→ Exercise objective
Repeat the records below exactly. Omit the pictures.

[[ Record set open ]]

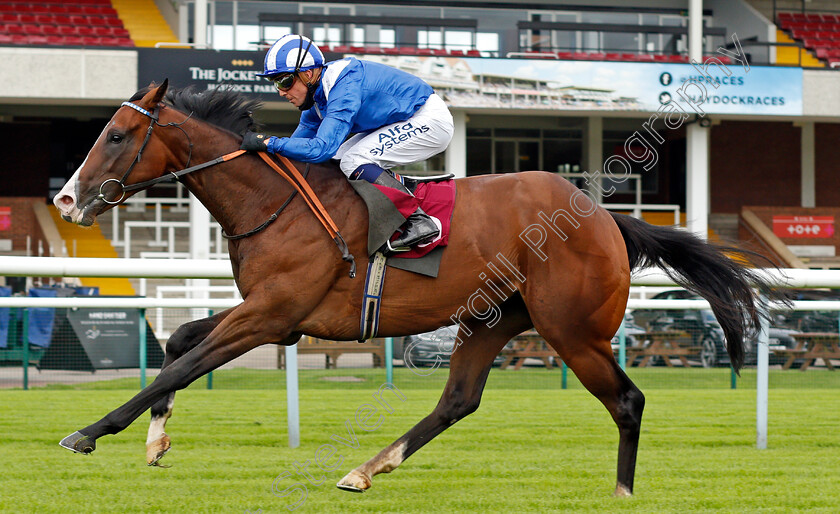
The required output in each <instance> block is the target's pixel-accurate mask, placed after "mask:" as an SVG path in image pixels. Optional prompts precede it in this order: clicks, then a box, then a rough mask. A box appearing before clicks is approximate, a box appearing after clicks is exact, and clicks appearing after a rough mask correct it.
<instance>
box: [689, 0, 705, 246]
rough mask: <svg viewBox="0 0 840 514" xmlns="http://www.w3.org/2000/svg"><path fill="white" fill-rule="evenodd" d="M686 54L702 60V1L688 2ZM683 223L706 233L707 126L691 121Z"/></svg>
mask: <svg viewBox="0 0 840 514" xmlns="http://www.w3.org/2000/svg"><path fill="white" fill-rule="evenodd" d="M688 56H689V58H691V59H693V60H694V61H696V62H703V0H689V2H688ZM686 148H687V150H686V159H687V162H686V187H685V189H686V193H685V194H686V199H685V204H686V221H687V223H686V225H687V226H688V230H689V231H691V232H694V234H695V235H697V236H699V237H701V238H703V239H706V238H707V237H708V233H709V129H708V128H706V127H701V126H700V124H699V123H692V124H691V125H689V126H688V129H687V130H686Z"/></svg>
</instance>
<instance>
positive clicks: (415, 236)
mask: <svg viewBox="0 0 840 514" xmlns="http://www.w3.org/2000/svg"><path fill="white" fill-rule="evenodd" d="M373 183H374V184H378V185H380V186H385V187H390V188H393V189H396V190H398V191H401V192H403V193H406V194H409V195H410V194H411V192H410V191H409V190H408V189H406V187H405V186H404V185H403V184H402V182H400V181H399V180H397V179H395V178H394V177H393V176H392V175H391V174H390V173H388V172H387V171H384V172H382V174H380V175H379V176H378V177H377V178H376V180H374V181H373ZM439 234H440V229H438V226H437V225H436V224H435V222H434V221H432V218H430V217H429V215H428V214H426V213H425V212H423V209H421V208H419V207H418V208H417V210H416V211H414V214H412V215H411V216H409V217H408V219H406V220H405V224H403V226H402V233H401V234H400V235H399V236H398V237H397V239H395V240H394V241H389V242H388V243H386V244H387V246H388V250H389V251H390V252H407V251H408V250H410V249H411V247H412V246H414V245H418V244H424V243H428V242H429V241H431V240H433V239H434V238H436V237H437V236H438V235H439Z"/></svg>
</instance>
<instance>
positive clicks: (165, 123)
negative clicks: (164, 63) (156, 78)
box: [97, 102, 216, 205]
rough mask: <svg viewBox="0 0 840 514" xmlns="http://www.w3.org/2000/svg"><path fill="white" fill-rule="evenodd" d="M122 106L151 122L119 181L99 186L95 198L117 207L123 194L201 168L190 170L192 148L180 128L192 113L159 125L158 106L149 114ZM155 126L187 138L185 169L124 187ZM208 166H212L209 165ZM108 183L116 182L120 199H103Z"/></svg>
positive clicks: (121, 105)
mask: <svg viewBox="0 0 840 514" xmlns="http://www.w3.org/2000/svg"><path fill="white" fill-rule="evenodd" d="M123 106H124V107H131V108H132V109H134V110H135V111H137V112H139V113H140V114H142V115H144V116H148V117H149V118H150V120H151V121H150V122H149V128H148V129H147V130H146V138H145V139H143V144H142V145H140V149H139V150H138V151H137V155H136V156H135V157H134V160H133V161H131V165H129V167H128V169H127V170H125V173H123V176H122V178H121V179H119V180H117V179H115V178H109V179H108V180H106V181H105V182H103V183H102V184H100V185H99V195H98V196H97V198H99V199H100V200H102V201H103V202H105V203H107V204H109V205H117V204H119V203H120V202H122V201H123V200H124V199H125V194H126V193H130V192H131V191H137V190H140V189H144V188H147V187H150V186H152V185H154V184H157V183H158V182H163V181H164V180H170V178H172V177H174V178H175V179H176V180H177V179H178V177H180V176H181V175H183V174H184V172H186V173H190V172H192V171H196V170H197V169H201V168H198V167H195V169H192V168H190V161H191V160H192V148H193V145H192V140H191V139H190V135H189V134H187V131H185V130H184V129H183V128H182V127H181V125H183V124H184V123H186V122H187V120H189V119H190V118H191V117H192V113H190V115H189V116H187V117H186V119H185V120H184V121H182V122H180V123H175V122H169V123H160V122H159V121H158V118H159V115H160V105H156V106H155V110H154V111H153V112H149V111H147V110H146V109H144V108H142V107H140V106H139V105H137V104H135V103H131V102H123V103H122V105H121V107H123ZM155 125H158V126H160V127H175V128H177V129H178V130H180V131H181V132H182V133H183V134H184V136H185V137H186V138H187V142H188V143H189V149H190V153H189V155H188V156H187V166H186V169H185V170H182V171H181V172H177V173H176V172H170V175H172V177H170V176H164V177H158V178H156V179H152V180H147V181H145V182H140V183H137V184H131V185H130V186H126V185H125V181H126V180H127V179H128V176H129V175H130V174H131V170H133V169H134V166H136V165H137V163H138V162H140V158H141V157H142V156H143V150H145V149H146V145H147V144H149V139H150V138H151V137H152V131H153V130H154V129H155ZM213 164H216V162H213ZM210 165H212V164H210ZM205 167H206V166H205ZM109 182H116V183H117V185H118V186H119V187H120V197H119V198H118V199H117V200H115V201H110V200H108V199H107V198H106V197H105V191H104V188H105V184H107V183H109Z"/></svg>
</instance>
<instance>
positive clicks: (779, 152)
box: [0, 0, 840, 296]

[[ Record set closed ]]

→ Task solution
The required output in each <instance> block is the target's pixel-accurate mask, placed after "mask:" as an SVG path in image pixels. Optional prompts precede it in this order: clicks, then a box, then a rough mask. A box appearing before clicks is approximate, a box appearing after clicks is exact, and clicks appearing after a rough mask correct it.
<instance>
box: [689, 0, 705, 246]
rough mask: <svg viewBox="0 0 840 514" xmlns="http://www.w3.org/2000/svg"><path fill="white" fill-rule="evenodd" d="M686 54L702 60V1L688 2ZM683 223L706 233L707 126L691 121Z"/></svg>
mask: <svg viewBox="0 0 840 514" xmlns="http://www.w3.org/2000/svg"><path fill="white" fill-rule="evenodd" d="M688 56H689V58H691V59H693V60H694V61H696V62H703V0H689V2H688ZM686 148H687V150H686V159H687V162H686V187H685V189H686V193H685V194H686V199H685V204H686V221H687V223H686V225H687V226H688V230H689V231H691V232H694V234H695V235H697V236H699V237H701V238H703V239H706V238H707V237H708V233H709V129H708V128H706V127H701V126H700V124H699V123H692V124H691V125H689V126H688V129H687V130H686Z"/></svg>
</instance>
<instance>
positive clicks: (415, 236)
mask: <svg viewBox="0 0 840 514" xmlns="http://www.w3.org/2000/svg"><path fill="white" fill-rule="evenodd" d="M373 183H374V184H378V185H380V186H385V187H390V188H393V189H396V190H398V191H401V192H403V193H406V194H409V195H410V194H411V192H410V191H409V190H408V189H406V187H405V186H404V185H403V184H402V182H400V181H399V180H397V179H395V178H394V177H393V176H392V175H391V174H390V173H388V172H387V171H384V172H382V174H380V175H379V176H378V177H377V178H376V180H374V181H373ZM439 234H440V229H438V226H437V225H436V224H435V222H434V221H432V218H430V217H429V215H428V214H426V213H425V212H423V209H421V208H419V207H418V208H417V210H416V211H414V214H412V215H411V216H409V217H408V219H406V220H405V224H403V226H402V233H401V234H400V235H399V236H398V237H397V239H395V240H394V241H389V242H388V243H386V244H387V246H388V250H389V251H390V252H407V251H408V250H410V249H411V247H412V246H414V245H418V244H424V243H428V242H429V241H431V240H433V239H434V238H436V237H437V236H438V235H439Z"/></svg>
</instance>
<instance>
positive clicks: (165, 123)
negative clicks: (164, 63) (156, 78)
box: [97, 102, 216, 205]
rough mask: <svg viewBox="0 0 840 514" xmlns="http://www.w3.org/2000/svg"><path fill="white" fill-rule="evenodd" d="M122 106L151 122L119 181L99 186L95 198L117 207L123 194L201 168L190 170L192 148L180 128L192 113L159 125L158 106L149 114ZM155 126L187 138L185 169L124 187ZM208 166H212L209 165ZM108 183L116 182L120 199H103Z"/></svg>
positive clicks: (121, 105)
mask: <svg viewBox="0 0 840 514" xmlns="http://www.w3.org/2000/svg"><path fill="white" fill-rule="evenodd" d="M123 106H124V107H131V108H132V109H134V110H135V111H137V112H139V113H140V114H142V115H144V116H148V117H149V118H150V120H151V121H150V122H149V128H148V129H147V130H146V138H145V139H143V144H142V145H140V149H139V150H138V151H137V155H136V156H135V157H134V160H133V161H131V165H129V167H128V169H127V170H125V173H123V176H122V178H121V179H119V180H117V179H115V178H109V179H108V180H106V181H105V182H103V183H102V184H100V185H99V195H98V196H97V198H99V199H100V200H102V201H103V202H105V203H107V204H109V205H117V204H119V203H120V202H122V201H123V200H124V199H125V194H126V193H130V192H131V191H137V190H140V189H144V188H147V187H150V186H152V185H154V184H157V183H158V182H163V181H164V180H170V178H172V177H174V178H175V179H176V180H177V179H178V177H180V176H181V175H183V174H184V172H186V173H190V172H192V171H196V170H197V169H201V168H198V167H195V169H192V168H190V161H191V160H192V148H193V145H192V140H191V139H190V135H189V134H187V131H185V130H184V129H183V128H182V127H181V125H183V124H184V123H186V122H187V120H189V119H190V118H191V117H192V113H190V115H189V116H187V117H186V119H185V120H184V121H182V122H180V123H175V122H169V123H160V122H159V121H158V118H159V115H160V105H156V106H155V110H154V111H153V112H149V111H147V110H146V109H144V108H142V107H140V106H139V105H137V104H135V103H131V102H123V103H122V105H121V107H123ZM155 125H158V126H160V127H175V128H177V129H178V130H180V131H181V132H182V133H183V134H184V136H185V137H186V138H187V142H188V143H189V149H190V153H189V155H188V156H187V166H186V169H185V170H182V171H181V172H177V173H176V172H170V175H172V177H170V176H164V177H158V178H156V179H152V180H147V181H145V182H140V183H137V184H131V185H130V186H126V185H125V181H126V180H127V179H128V176H129V175H130V174H131V170H133V169H134V166H136V165H137V163H138V162H140V158H141V157H142V156H143V150H145V149H146V145H147V144H149V139H150V138H151V137H152V131H153V130H154V129H155ZM213 164H216V162H213ZM210 165H212V164H210ZM205 167H206V166H205ZM109 182H116V183H117V185H118V186H119V187H120V197H119V198H118V199H117V200H115V201H110V200H108V199H107V198H106V197H105V191H104V188H105V184H107V183H109Z"/></svg>
</instance>
<instance>
positive clicks: (779, 152)
box: [0, 0, 840, 296]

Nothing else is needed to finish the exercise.